**PROBLEM:** Reproduce every one of the following records verbatim, line by line, without any alteration.

# Start of STORED ROWS

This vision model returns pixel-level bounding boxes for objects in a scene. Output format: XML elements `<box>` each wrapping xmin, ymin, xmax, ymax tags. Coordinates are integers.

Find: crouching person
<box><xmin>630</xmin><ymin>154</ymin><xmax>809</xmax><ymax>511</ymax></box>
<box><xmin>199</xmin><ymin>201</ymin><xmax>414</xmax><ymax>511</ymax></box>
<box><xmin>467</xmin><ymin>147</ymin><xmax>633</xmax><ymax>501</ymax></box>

# End of STORED ROWS

**CORRECT RESULT:**
This vision model returns pixel-level bounding boxes for objects in a scene. Output format: XML elements `<box>` each wrapping xmin, ymin, xmax, ymax tags. Coordinates are integers.

Find: crouching person
<box><xmin>630</xmin><ymin>154</ymin><xmax>809</xmax><ymax>511</ymax></box>
<box><xmin>199</xmin><ymin>201</ymin><xmax>414</xmax><ymax>511</ymax></box>
<box><xmin>467</xmin><ymin>147</ymin><xmax>633</xmax><ymax>501</ymax></box>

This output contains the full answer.